**The problem**: Wherever the word "roadside" occurs in the listing below, copy that whole line.
--------------------------------------------------
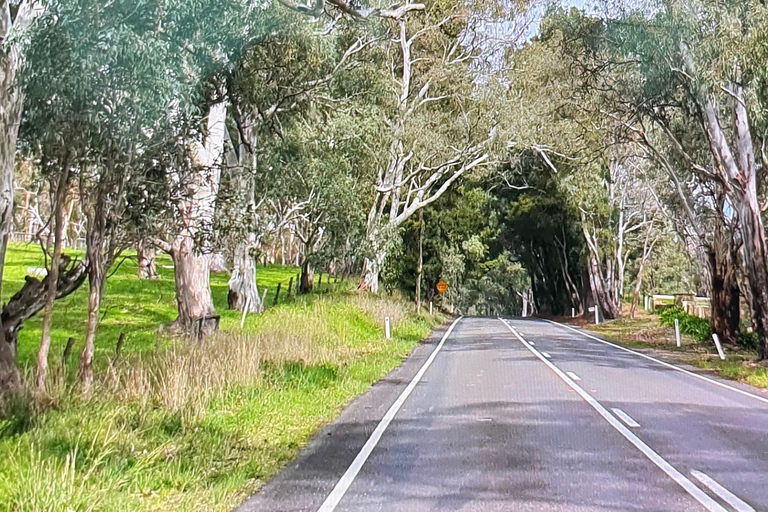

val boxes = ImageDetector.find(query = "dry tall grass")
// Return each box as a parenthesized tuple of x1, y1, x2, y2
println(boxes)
(351, 291, 412, 329)
(4, 294, 400, 424)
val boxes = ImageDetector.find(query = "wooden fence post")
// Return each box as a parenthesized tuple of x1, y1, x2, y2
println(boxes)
(286, 277, 294, 300)
(274, 282, 282, 305)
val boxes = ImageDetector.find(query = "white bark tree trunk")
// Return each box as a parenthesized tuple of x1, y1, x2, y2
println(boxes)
(167, 100, 227, 332)
(0, 0, 36, 391)
(228, 236, 260, 313)
(137, 239, 158, 279)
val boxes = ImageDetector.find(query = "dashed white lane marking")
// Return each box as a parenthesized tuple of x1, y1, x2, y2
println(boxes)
(690, 470, 755, 512)
(529, 341, 535, 346)
(541, 351, 552, 359)
(547, 320, 768, 406)
(612, 408, 640, 428)
(566, 371, 581, 381)
(500, 319, 728, 512)
(316, 316, 464, 512)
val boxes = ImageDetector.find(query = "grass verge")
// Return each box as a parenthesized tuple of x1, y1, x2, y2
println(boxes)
(578, 312, 768, 390)
(0, 244, 446, 512)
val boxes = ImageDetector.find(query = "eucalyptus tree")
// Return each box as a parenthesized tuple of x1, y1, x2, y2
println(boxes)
(220, 8, 380, 310)
(358, 0, 507, 292)
(542, 2, 764, 347)
(0, 0, 38, 391)
(18, 0, 227, 389)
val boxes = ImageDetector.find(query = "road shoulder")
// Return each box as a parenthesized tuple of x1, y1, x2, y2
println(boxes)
(548, 318, 768, 399)
(233, 319, 454, 512)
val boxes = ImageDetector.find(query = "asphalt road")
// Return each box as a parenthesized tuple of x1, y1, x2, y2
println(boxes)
(235, 317, 768, 512)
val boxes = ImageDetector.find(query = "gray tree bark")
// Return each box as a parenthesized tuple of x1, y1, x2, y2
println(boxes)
(37, 165, 70, 391)
(0, 0, 36, 392)
(228, 236, 260, 312)
(137, 239, 158, 279)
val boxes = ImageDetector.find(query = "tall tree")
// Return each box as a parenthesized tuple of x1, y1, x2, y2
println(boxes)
(359, 0, 502, 292)
(0, 0, 38, 391)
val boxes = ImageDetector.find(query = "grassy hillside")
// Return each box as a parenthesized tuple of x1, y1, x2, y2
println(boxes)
(0, 243, 445, 512)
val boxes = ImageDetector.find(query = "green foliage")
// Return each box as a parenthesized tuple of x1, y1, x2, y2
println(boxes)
(659, 307, 712, 343)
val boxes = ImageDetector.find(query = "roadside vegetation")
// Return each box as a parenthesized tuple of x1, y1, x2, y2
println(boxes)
(584, 309, 768, 390)
(0, 246, 443, 512)
(3, 0, 768, 509)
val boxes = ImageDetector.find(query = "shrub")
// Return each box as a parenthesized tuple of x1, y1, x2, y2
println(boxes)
(659, 306, 712, 343)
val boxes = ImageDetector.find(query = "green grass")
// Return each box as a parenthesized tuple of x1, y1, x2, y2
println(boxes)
(585, 311, 768, 389)
(691, 358, 768, 389)
(2, 243, 302, 369)
(0, 243, 445, 512)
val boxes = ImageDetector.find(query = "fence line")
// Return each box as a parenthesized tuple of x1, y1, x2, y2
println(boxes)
(9, 231, 87, 250)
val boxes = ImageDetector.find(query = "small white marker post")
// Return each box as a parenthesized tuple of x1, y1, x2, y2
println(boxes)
(590, 306, 598, 325)
(674, 318, 681, 348)
(240, 296, 251, 329)
(384, 316, 391, 339)
(572, 307, 575, 318)
(429, 302, 433, 315)
(712, 333, 725, 360)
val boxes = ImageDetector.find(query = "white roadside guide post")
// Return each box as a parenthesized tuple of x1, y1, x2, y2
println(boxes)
(674, 318, 681, 348)
(384, 316, 391, 339)
(712, 333, 726, 360)
(589, 306, 599, 324)
(240, 296, 251, 329)
(429, 302, 433, 315)
(572, 307, 575, 318)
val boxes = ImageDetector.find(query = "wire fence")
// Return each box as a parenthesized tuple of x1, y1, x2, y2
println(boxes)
(9, 231, 87, 250)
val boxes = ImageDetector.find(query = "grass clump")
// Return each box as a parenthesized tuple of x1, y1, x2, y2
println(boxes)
(659, 306, 712, 342)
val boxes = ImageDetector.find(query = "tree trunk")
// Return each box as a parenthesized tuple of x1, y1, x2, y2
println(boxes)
(629, 259, 646, 319)
(208, 252, 228, 273)
(360, 255, 382, 293)
(2, 256, 87, 348)
(227, 237, 260, 312)
(582, 224, 619, 320)
(137, 240, 158, 279)
(415, 209, 423, 313)
(0, 15, 25, 393)
(170, 235, 216, 333)
(586, 250, 618, 321)
(165, 100, 226, 334)
(37, 166, 70, 391)
(710, 263, 740, 346)
(737, 195, 768, 358)
(79, 253, 103, 394)
(299, 258, 314, 294)
(78, 176, 109, 395)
--------------------------------------------------
**Reply**:
val boxes = ImageDetector.find(query = "roadside vegetation")
val boxes = ImageDetector.find(query = "white roadside guide post")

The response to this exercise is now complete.